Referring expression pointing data
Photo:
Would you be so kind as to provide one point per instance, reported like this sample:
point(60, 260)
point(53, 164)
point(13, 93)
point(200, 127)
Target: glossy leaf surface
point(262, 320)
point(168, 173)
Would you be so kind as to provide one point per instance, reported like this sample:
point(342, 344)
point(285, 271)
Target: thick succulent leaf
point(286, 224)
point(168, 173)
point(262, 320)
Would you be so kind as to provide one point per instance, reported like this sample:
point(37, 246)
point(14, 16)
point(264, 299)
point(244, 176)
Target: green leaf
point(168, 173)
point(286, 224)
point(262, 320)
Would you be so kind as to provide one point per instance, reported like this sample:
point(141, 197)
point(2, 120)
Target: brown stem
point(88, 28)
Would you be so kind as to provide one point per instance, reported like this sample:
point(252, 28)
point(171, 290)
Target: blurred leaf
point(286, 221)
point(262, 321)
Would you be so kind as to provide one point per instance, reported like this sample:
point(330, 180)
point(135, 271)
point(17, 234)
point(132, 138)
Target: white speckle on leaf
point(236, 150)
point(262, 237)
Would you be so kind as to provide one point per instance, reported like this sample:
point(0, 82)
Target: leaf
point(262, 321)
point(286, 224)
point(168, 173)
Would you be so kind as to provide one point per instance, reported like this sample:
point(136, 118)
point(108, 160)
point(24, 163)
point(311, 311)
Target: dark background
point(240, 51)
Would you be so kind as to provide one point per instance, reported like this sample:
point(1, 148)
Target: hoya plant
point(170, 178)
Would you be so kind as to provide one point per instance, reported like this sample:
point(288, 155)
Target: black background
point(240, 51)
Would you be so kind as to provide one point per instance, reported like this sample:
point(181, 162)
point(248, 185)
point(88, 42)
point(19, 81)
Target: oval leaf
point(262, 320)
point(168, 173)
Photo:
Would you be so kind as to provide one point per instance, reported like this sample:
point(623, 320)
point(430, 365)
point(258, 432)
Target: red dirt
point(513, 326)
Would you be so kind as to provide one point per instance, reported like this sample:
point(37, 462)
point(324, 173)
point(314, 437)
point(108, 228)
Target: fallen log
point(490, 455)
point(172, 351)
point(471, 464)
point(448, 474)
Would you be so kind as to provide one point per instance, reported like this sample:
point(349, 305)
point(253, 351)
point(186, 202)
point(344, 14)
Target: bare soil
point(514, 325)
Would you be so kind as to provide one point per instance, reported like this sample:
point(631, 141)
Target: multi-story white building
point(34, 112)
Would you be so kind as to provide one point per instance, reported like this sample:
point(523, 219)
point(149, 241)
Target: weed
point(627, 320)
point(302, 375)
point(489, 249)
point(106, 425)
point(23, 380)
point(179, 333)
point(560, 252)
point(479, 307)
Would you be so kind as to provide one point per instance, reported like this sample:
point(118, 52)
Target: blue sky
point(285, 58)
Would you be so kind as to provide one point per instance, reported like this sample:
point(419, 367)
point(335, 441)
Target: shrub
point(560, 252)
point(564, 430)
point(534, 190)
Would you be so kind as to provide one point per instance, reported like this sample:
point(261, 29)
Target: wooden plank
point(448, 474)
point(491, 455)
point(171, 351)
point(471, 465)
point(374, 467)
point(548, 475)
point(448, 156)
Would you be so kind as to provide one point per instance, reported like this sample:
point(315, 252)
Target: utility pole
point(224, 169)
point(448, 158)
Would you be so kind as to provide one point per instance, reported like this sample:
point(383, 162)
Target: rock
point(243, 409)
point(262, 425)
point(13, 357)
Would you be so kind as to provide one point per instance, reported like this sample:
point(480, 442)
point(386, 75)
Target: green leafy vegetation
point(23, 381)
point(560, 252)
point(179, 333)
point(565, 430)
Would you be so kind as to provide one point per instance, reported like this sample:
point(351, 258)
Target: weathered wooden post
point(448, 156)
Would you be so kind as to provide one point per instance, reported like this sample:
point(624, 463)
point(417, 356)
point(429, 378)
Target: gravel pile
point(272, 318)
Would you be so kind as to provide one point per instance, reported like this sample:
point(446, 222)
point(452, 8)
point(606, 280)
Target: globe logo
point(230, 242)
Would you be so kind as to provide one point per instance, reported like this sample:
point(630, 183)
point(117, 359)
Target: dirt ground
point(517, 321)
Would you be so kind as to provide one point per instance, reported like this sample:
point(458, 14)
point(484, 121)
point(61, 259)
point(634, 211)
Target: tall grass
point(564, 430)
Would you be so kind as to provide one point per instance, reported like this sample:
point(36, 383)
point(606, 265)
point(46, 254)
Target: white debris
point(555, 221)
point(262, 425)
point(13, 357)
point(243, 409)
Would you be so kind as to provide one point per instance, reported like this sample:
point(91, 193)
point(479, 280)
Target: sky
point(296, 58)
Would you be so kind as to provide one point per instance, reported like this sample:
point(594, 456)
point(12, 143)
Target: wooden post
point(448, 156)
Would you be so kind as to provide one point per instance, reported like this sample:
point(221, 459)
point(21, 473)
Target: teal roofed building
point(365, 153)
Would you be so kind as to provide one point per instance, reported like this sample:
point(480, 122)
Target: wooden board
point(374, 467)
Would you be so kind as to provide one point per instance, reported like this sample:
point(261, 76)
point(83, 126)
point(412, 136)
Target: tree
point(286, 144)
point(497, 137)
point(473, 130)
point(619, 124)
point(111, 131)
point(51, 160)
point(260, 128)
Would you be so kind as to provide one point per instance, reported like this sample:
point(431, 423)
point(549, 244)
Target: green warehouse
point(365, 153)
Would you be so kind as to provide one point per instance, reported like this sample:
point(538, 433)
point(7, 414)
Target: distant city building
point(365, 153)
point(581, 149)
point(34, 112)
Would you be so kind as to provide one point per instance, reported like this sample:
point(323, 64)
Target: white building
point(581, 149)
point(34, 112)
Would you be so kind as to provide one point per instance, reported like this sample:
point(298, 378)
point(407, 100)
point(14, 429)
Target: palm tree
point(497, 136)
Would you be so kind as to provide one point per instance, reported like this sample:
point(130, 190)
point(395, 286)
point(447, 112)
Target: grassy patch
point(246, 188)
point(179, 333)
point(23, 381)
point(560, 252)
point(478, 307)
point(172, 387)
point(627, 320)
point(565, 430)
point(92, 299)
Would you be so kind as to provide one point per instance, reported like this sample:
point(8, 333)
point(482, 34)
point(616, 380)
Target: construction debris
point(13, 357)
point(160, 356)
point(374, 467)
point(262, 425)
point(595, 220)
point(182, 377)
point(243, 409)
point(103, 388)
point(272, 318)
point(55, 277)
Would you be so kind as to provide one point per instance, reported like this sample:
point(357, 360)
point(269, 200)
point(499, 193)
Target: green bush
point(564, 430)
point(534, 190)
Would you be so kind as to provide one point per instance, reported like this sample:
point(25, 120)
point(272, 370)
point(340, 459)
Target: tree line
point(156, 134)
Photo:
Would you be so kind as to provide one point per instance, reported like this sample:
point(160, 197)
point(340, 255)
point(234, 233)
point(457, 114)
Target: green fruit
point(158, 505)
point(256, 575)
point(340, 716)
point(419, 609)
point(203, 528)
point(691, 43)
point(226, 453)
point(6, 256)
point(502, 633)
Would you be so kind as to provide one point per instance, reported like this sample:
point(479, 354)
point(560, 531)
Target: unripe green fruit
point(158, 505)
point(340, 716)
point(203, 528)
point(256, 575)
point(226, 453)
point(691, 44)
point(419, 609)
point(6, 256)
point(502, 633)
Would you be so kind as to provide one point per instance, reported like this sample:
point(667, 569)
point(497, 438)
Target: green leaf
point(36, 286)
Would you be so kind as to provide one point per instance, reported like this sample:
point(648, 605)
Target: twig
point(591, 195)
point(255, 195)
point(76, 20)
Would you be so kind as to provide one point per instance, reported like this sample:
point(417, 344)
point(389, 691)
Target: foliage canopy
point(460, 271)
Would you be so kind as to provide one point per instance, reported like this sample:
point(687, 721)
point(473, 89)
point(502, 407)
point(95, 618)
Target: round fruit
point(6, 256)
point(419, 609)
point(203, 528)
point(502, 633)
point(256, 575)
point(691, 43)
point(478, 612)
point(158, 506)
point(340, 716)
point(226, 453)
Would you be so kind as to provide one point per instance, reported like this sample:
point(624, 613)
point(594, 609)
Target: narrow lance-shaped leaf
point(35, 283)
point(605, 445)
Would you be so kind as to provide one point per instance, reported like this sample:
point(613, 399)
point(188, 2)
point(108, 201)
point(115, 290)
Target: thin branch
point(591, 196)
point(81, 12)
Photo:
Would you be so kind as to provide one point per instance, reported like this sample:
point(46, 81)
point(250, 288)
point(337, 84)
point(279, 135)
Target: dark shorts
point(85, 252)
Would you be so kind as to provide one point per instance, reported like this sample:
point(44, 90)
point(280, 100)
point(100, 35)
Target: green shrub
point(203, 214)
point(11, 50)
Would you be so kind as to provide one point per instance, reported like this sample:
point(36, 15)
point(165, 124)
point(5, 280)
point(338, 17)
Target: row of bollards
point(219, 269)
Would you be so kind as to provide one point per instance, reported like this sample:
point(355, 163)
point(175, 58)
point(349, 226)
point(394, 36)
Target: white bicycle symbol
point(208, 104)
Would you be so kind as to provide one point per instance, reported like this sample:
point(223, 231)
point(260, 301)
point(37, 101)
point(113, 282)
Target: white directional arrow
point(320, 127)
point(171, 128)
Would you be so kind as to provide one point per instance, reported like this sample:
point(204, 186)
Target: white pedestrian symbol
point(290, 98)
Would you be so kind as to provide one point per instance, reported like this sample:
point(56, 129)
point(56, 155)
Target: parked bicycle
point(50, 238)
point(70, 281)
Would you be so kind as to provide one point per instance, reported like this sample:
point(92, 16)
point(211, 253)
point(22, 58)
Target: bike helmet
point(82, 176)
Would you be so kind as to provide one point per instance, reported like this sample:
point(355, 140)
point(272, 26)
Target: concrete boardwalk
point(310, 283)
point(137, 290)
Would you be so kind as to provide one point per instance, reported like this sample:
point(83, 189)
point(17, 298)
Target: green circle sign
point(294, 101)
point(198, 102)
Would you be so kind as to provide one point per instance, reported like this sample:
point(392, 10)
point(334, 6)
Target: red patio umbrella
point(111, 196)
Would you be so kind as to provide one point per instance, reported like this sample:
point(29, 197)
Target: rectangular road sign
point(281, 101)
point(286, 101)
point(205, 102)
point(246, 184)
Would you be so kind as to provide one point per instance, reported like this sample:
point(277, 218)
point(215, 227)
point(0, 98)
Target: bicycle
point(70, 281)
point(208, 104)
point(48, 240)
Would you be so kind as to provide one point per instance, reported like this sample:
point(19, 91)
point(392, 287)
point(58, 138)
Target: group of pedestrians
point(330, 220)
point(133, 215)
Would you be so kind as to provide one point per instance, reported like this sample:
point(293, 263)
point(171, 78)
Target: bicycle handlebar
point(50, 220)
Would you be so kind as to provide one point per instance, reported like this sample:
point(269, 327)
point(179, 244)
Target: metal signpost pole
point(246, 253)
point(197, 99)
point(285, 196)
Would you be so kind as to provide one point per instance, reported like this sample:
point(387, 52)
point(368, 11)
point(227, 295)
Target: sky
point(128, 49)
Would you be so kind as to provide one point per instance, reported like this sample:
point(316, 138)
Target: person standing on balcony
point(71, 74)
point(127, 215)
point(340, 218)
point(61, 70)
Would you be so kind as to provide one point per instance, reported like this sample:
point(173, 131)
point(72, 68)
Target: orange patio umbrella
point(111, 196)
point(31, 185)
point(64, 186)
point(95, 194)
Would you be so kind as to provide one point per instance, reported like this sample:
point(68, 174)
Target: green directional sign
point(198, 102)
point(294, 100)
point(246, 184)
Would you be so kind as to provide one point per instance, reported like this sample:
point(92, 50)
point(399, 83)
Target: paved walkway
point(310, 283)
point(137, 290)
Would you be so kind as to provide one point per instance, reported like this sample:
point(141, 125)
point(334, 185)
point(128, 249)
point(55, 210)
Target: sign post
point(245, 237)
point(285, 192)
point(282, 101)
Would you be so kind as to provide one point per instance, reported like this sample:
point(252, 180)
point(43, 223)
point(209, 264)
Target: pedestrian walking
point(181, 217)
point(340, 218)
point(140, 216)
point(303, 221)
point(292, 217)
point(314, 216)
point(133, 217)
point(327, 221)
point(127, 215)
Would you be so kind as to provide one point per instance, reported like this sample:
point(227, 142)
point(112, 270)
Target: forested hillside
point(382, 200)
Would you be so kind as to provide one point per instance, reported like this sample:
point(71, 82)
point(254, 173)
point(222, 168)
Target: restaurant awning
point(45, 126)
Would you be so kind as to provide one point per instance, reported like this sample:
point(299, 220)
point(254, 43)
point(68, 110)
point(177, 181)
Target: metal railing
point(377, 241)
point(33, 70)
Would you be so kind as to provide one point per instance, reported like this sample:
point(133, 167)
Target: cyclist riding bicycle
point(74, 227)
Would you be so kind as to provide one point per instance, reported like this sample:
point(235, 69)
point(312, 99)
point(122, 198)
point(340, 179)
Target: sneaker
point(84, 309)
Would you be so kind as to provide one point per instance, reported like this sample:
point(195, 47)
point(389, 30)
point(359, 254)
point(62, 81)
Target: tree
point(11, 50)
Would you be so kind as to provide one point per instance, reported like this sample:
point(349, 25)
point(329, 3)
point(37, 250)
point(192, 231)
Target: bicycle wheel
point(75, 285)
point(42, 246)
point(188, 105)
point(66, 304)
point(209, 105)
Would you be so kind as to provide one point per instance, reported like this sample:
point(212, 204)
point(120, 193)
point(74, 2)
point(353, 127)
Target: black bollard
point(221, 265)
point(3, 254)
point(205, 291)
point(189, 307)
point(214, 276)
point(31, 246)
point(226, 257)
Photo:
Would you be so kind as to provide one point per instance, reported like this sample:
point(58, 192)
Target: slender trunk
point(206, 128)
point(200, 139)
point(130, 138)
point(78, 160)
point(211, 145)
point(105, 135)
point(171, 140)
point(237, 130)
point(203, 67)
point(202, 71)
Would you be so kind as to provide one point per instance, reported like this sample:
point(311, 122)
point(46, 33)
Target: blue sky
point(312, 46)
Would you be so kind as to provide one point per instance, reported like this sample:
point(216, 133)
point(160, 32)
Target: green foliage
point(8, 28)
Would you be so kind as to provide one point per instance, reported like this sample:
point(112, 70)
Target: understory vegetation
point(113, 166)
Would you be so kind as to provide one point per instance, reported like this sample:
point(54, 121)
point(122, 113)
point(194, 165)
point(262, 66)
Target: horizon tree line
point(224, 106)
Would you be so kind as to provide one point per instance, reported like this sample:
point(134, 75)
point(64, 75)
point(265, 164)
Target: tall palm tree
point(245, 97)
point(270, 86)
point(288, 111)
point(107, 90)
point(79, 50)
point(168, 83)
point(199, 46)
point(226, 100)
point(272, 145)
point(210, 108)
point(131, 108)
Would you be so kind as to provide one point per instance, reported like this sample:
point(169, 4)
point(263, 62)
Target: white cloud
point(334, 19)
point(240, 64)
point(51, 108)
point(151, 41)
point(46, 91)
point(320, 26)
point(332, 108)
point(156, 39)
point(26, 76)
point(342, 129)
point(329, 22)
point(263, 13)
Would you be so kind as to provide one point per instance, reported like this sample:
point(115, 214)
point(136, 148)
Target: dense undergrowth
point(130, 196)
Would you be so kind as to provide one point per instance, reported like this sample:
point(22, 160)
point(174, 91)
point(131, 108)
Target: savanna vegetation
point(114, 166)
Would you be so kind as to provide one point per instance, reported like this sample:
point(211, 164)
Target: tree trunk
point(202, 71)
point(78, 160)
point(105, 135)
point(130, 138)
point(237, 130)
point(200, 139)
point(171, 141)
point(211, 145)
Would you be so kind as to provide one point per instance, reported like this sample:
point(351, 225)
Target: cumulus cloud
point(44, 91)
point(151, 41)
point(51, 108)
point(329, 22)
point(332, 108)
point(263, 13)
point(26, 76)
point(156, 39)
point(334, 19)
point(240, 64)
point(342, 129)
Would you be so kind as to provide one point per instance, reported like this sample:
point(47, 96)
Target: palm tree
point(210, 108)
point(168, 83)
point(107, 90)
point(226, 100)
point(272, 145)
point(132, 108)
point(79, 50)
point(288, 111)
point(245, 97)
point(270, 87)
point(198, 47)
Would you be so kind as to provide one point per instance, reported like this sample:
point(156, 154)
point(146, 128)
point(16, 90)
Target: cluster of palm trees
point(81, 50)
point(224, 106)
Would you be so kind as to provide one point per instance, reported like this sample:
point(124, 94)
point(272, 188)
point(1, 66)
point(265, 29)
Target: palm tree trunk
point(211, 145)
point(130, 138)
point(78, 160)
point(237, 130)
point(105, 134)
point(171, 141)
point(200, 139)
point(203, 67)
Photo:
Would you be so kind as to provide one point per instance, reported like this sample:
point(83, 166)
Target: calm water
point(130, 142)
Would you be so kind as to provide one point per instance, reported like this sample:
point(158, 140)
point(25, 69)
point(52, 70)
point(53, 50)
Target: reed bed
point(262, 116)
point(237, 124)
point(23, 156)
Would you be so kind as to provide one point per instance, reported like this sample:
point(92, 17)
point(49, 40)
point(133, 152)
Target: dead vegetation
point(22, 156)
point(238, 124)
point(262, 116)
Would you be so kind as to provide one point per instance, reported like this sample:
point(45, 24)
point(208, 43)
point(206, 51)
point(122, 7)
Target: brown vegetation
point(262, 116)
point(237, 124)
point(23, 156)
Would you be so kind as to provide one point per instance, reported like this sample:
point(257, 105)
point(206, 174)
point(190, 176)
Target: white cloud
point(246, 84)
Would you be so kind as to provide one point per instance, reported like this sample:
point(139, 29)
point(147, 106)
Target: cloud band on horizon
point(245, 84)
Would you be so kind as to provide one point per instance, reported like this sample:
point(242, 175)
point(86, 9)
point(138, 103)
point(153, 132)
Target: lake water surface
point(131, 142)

TASK BRIEF: Using the data above, transcribe the lines that run from the line with "point(211, 253)" to the line with "point(72, 68)", both ends kept, and output nothing else.

ANSWER BELOW:
point(211, 253)
point(22, 58)
Target: bike helmet
point(82, 176)
Would you be so kind as to provide one point per instance, reported like this sample:
point(355, 140)
point(272, 26)
Target: concrete boardwalk
point(310, 283)
point(137, 290)
Would you be so kind as to provide one point per instance, reported like this sample:
point(83, 189)
point(17, 298)
Target: green circle sign
point(294, 101)
point(198, 102)
Would you be so kind as to provide one point per instance, reported like this sample:
point(392, 10)
point(334, 6)
Target: red patio umbrella
point(111, 196)
Would you be so kind as to provide one point per instance, reported like this sample:
point(29, 197)
Target: rectangular road sign
point(281, 101)
point(286, 101)
point(205, 102)
point(246, 184)
Would you be so kind as to provide one point per instance, reported like this sample:
point(277, 218)
point(215, 227)
point(0, 98)
Target: bicycle
point(70, 281)
point(208, 104)
point(48, 240)
Would you be so kind as to provide one point per instance, reported like this sample:
point(19, 91)
point(392, 287)
point(58, 138)
Target: group of pedestrians
point(330, 220)
point(133, 215)
Would you be so kind as to provide one point per instance, reported like this sample:
point(293, 263)
point(171, 78)
Target: bicycle handlebar
point(50, 220)
Would you be so kind as to provide one point per instance, reported like this sample:
point(269, 327)
point(179, 244)
Target: metal signpost pole
point(246, 253)
point(197, 99)
point(285, 196)
Would you be so kind as to provide one point per instance, reported like this sample:
point(387, 52)
point(368, 11)
point(227, 295)
Target: sky
point(128, 49)
Would you be so kind as to provide one point per instance, reported like this sample:
point(316, 138)
Target: person standing on balcony
point(71, 74)
point(127, 215)
point(340, 218)
point(61, 70)
Would you be so kind as to provide one point per instance, reported like this sample:
point(173, 131)
point(72, 68)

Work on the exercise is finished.